TASK GOAL | Which lines of the data below contain "near"? Please show them all.

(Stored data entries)
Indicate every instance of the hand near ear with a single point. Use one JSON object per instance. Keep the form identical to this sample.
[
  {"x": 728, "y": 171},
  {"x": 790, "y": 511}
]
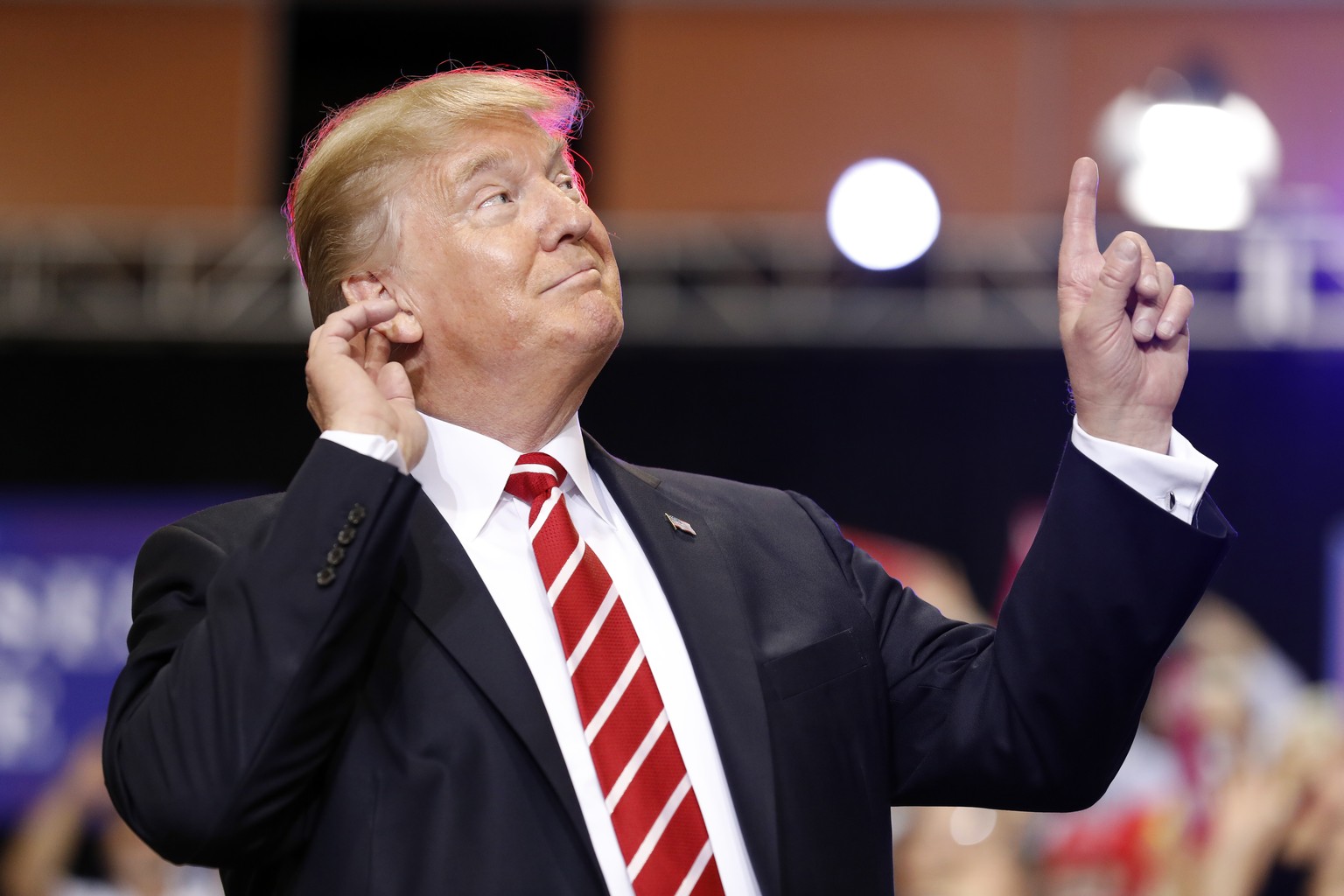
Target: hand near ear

RESULT OF THE TASK |
Indicate every instance of the hand near ear with a single point. Use one JSON object per instance. Keep the form identical to this sample.
Target: hand near ear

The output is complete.